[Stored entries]

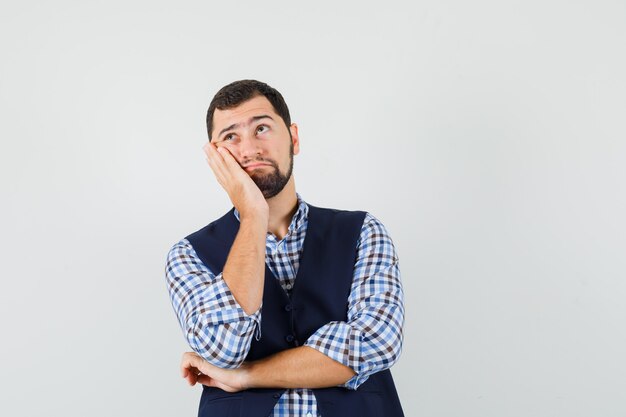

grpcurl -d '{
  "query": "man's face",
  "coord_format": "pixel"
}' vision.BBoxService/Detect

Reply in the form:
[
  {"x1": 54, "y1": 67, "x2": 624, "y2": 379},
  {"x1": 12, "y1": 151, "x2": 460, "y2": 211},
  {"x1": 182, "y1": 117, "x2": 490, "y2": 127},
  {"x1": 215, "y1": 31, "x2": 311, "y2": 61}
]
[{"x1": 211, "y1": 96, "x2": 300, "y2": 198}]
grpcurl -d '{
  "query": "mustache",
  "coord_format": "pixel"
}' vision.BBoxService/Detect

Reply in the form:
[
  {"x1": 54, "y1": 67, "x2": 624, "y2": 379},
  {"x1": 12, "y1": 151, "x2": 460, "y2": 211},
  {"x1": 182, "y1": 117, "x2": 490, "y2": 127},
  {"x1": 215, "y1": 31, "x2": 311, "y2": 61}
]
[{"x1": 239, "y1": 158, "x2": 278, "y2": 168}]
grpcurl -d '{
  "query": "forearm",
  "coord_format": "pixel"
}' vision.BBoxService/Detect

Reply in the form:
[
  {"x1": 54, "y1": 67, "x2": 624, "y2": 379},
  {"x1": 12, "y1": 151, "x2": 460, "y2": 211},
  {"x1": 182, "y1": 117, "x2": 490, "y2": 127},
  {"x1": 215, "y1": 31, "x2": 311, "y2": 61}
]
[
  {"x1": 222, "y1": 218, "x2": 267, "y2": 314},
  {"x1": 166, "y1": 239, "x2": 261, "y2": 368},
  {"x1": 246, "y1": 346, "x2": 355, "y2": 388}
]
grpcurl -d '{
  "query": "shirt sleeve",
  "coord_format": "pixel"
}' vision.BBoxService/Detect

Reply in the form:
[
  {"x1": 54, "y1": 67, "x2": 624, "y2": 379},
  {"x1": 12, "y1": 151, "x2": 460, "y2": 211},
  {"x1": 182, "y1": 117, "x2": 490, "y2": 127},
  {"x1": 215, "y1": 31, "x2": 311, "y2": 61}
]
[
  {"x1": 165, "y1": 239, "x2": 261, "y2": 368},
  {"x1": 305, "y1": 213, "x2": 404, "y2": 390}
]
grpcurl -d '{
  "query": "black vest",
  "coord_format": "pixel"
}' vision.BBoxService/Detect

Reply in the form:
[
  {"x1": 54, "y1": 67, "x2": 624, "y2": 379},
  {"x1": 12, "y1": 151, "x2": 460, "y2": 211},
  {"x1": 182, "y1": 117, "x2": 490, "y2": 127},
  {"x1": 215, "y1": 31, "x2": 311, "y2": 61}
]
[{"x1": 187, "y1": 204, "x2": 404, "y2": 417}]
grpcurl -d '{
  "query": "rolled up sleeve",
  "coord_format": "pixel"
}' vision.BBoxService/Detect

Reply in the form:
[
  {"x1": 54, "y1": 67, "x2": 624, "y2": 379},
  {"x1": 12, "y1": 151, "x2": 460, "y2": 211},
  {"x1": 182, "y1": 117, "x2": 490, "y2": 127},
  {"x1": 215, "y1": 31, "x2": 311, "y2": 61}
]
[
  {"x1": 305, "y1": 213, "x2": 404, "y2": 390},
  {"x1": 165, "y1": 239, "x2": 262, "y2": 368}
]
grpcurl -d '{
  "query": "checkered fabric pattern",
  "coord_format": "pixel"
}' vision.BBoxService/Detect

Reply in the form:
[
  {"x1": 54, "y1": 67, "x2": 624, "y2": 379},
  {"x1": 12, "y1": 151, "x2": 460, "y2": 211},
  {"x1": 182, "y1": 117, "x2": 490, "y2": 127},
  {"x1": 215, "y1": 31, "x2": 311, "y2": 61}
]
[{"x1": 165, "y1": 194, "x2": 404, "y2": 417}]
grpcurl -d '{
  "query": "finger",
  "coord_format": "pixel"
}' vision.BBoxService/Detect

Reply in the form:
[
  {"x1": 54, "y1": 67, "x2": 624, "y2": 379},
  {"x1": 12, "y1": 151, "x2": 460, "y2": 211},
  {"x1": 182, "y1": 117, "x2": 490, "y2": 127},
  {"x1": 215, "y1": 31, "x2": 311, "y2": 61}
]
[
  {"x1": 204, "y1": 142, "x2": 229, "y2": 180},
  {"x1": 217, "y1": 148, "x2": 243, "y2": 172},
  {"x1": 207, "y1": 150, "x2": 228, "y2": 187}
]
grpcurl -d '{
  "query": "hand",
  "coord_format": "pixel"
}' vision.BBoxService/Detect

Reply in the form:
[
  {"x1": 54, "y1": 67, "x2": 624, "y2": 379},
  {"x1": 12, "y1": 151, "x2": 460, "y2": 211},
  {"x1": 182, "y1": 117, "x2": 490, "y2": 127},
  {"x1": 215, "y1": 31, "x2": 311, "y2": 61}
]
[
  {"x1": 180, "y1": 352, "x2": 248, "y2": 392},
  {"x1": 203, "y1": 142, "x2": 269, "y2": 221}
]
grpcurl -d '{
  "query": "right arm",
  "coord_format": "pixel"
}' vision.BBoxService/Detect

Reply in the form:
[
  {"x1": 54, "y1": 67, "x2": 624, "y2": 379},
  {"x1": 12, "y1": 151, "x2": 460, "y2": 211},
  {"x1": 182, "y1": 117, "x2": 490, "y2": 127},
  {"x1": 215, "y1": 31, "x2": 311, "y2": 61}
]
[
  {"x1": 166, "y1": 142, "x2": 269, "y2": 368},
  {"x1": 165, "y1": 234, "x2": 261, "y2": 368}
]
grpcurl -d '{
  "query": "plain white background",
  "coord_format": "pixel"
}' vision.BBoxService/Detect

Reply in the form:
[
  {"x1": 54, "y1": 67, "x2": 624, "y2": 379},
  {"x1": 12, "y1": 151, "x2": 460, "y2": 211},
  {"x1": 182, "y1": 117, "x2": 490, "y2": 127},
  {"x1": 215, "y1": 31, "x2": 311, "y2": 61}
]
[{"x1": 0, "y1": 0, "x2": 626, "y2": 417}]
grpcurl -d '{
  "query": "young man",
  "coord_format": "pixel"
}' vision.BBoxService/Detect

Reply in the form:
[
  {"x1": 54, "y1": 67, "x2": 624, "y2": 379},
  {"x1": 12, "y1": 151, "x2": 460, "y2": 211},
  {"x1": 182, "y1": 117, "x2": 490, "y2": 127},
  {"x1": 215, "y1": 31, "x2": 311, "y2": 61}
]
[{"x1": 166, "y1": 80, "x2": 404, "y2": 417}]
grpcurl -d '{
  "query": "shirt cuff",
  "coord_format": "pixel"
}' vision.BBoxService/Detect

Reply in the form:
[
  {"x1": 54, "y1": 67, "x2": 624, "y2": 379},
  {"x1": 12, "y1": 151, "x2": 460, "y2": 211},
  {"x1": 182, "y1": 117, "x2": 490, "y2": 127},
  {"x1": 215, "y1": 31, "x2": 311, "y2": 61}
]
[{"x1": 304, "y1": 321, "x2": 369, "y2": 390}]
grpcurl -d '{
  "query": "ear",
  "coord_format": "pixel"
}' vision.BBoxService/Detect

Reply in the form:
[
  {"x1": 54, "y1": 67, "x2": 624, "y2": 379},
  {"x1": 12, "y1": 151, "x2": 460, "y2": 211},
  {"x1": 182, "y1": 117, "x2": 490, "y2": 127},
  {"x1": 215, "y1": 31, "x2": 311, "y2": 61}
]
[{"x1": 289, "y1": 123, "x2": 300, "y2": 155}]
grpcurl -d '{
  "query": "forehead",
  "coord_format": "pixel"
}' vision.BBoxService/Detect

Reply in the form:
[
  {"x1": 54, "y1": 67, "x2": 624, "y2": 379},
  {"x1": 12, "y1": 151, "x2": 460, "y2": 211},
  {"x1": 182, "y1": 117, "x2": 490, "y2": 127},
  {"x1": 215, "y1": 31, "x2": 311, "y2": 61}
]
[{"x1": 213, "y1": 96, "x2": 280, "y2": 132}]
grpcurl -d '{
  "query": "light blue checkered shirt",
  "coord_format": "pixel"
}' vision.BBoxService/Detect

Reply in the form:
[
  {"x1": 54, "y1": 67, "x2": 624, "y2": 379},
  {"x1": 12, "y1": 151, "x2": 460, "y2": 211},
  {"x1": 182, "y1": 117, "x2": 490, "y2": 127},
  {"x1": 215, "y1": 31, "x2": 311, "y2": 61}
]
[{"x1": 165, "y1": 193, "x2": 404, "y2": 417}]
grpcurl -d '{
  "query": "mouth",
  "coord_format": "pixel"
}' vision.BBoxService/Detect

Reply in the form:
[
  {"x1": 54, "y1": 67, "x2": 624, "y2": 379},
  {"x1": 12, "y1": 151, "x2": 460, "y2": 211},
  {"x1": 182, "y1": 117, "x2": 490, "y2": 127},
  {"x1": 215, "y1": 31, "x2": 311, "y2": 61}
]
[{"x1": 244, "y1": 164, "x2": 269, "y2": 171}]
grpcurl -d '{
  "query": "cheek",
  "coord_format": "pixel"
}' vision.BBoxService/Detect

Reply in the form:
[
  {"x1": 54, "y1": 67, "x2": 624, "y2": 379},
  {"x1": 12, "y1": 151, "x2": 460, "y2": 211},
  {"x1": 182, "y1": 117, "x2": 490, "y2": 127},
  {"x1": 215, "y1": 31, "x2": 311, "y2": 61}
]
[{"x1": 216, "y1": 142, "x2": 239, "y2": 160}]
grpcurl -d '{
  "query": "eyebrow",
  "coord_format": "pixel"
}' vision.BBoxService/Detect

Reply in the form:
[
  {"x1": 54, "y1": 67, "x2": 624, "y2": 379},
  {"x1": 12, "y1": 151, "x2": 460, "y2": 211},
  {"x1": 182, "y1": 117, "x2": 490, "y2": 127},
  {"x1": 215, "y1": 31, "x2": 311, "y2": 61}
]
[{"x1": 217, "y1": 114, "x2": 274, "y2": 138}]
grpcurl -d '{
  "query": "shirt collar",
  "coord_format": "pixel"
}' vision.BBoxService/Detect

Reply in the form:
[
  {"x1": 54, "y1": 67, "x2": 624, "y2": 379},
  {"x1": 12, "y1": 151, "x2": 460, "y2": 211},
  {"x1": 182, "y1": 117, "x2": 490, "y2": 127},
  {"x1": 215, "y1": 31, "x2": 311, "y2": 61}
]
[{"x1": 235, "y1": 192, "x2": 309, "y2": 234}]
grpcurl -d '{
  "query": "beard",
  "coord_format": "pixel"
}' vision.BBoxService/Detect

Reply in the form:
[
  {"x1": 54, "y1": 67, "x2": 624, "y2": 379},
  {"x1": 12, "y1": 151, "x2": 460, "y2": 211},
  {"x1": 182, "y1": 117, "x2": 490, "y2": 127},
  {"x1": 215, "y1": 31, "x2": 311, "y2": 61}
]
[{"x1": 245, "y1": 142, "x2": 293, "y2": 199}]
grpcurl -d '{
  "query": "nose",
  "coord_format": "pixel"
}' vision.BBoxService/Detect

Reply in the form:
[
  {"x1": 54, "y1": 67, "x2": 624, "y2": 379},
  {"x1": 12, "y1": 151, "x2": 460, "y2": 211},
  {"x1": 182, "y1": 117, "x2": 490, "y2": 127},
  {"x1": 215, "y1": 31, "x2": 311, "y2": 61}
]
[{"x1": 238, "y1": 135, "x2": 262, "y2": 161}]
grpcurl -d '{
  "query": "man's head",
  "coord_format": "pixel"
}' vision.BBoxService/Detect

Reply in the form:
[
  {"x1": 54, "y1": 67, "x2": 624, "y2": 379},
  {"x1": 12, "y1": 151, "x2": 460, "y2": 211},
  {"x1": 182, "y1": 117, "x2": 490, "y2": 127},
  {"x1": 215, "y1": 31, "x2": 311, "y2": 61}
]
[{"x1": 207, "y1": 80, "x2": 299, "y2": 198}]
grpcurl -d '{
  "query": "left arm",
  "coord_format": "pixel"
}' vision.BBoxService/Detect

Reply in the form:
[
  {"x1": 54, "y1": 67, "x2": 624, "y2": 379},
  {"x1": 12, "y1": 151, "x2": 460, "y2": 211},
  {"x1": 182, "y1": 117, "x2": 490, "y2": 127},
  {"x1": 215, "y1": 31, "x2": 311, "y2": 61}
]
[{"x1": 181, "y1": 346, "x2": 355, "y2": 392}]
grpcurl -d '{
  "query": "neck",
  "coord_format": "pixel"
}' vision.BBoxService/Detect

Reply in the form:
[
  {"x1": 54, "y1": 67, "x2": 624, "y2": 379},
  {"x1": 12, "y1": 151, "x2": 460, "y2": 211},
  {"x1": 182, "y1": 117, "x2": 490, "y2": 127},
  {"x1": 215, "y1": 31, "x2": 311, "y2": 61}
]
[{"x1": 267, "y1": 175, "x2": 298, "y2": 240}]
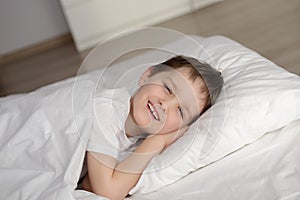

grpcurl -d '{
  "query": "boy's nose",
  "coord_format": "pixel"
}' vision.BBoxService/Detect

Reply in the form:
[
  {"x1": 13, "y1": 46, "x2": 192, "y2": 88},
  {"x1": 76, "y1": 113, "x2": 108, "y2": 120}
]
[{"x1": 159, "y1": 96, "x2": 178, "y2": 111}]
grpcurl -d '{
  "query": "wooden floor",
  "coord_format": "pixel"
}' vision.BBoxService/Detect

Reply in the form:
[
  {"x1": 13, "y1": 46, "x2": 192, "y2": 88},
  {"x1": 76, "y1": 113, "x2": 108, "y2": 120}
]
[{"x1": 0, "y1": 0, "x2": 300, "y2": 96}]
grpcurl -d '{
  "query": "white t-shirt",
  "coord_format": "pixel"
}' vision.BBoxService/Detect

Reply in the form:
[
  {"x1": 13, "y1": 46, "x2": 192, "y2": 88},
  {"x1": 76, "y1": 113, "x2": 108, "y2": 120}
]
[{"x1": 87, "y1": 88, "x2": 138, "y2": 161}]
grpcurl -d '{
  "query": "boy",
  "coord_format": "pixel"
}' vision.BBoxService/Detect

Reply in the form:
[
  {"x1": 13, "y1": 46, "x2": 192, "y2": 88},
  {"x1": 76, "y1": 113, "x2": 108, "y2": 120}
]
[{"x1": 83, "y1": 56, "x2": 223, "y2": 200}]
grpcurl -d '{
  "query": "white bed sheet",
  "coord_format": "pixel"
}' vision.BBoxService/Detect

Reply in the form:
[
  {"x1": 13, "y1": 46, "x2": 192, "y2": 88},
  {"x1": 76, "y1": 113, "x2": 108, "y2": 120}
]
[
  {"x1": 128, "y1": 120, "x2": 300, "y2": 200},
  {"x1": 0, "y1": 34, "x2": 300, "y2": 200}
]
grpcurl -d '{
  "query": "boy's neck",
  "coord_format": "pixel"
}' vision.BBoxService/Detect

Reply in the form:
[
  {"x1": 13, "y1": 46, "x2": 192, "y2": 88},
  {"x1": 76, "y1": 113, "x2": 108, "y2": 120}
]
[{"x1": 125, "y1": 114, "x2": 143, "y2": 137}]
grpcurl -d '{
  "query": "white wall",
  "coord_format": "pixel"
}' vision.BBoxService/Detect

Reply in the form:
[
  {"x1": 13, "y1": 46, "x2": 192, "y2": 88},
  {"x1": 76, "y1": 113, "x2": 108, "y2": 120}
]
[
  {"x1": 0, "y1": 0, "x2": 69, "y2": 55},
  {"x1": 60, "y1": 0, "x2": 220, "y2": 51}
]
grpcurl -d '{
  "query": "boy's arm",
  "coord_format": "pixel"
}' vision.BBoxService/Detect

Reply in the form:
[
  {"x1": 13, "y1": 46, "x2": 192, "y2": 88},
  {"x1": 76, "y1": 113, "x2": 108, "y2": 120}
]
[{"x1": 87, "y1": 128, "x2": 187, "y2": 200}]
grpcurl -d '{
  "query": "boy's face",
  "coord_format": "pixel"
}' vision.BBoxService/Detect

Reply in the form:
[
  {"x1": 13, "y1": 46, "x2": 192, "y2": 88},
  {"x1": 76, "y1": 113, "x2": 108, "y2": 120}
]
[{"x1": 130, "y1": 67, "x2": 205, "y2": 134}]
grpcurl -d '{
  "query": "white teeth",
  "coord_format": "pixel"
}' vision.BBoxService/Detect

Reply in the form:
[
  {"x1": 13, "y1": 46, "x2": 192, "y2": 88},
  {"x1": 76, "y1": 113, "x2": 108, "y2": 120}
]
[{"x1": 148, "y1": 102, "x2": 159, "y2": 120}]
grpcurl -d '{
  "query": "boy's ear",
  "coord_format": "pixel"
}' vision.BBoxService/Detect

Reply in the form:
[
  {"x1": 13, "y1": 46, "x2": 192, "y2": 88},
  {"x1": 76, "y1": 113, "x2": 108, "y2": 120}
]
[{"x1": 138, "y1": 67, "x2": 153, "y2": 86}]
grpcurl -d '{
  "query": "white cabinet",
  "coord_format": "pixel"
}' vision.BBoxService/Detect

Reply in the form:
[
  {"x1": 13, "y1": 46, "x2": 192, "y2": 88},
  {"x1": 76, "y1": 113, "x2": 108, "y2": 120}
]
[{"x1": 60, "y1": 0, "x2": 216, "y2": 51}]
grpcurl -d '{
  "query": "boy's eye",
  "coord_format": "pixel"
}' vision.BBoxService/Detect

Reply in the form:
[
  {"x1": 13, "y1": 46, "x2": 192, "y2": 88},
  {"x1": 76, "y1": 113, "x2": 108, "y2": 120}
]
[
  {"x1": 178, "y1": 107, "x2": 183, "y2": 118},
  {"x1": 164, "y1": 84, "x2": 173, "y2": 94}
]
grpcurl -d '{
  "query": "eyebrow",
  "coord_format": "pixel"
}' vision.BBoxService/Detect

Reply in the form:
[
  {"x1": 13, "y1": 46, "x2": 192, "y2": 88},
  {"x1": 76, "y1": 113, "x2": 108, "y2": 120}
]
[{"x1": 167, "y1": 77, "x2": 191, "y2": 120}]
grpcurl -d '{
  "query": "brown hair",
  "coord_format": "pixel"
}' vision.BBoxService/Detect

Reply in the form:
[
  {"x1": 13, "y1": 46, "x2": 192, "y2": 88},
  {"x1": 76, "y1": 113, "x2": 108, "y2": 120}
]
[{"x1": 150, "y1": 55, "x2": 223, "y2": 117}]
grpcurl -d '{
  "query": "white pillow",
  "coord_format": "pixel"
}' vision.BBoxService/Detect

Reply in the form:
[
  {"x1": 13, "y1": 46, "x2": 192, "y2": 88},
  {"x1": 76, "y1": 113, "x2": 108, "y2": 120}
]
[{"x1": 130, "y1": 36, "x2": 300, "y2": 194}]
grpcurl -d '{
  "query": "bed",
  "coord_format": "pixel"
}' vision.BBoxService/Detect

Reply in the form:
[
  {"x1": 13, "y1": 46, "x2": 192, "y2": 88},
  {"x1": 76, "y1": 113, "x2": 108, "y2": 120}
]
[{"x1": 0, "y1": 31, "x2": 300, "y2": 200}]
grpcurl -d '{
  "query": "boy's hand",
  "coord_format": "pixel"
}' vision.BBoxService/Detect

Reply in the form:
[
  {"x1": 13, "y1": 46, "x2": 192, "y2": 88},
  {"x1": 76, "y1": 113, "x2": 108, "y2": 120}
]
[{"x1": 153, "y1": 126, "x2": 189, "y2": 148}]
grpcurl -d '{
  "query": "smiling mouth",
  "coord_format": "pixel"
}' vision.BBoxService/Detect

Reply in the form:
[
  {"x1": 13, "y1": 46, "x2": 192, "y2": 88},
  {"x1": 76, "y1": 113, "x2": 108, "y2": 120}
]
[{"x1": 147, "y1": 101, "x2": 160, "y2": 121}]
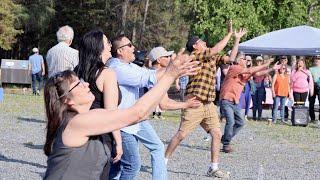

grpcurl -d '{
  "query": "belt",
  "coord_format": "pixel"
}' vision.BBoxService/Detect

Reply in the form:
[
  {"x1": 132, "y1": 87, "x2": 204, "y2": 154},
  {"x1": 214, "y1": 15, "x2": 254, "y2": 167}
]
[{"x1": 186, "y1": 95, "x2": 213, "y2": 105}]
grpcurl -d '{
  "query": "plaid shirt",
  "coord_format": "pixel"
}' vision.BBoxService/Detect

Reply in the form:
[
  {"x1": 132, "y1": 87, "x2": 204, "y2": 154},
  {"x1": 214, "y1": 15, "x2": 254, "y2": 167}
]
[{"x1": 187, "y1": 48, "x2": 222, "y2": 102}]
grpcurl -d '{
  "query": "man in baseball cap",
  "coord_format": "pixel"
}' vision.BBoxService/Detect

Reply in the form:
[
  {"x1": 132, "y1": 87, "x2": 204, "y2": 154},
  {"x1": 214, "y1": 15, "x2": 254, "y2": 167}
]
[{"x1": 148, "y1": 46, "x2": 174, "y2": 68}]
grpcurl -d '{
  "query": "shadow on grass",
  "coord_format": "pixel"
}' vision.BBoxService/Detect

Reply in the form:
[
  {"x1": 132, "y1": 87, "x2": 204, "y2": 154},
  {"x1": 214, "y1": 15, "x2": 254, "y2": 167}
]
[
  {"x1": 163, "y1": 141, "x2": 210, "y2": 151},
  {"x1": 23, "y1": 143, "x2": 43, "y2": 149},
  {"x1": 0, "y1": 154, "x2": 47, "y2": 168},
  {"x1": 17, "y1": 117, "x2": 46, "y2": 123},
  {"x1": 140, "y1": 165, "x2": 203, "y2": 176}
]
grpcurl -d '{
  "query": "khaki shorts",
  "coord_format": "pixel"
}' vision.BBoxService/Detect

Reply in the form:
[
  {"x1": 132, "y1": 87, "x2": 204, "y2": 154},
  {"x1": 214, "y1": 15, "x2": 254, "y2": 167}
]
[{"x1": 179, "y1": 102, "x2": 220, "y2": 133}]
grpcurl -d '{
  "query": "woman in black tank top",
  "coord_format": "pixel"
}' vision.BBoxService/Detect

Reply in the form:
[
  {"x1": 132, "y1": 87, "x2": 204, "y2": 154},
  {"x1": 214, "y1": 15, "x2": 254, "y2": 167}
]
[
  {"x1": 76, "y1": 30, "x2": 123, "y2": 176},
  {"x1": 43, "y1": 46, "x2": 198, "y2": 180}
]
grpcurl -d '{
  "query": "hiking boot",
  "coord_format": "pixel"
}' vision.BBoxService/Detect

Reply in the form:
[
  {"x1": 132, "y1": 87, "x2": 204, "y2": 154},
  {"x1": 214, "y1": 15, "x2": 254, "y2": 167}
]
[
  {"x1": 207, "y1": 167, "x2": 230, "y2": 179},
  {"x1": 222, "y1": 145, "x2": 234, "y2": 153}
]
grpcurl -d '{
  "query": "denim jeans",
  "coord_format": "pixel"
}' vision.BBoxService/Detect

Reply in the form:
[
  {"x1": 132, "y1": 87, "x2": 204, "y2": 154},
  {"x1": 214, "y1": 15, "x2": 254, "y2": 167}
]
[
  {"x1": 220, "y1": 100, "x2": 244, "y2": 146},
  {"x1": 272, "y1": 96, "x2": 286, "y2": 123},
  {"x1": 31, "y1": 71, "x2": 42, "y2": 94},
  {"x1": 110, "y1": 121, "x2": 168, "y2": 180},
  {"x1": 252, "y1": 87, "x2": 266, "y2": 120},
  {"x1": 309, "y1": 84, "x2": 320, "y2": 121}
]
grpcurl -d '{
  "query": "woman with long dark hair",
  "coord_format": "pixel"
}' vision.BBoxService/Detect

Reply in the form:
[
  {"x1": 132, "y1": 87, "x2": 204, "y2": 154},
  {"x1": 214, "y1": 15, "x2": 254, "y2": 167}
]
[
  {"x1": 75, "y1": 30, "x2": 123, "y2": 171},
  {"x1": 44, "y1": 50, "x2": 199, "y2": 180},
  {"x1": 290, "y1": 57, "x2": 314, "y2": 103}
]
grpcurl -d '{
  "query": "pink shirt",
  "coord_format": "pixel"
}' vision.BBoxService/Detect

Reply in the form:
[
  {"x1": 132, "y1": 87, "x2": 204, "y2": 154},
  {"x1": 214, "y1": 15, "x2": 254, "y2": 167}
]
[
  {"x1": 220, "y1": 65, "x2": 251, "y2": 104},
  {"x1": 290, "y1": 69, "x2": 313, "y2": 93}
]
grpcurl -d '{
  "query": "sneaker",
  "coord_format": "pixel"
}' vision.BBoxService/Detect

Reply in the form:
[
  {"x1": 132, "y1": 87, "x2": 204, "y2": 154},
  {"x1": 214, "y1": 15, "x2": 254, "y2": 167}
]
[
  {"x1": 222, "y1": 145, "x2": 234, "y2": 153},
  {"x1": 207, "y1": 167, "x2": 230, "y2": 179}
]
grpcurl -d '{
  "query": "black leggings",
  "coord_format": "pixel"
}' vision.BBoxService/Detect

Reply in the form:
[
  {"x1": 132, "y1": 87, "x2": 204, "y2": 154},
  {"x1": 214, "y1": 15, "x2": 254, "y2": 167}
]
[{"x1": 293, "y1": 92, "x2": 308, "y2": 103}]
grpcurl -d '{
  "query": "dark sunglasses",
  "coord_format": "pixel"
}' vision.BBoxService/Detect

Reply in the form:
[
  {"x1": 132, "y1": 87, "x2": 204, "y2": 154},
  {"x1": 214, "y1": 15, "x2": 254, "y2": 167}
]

[WHAT IS NEEDED] Please list each line above that contains the string "black". Only matches with the same uppercase and lowercase letters count.

[TASK ANSWER]
  "query": "black vest",
  "query": "woman in black tank top",
  "query": "black leggings",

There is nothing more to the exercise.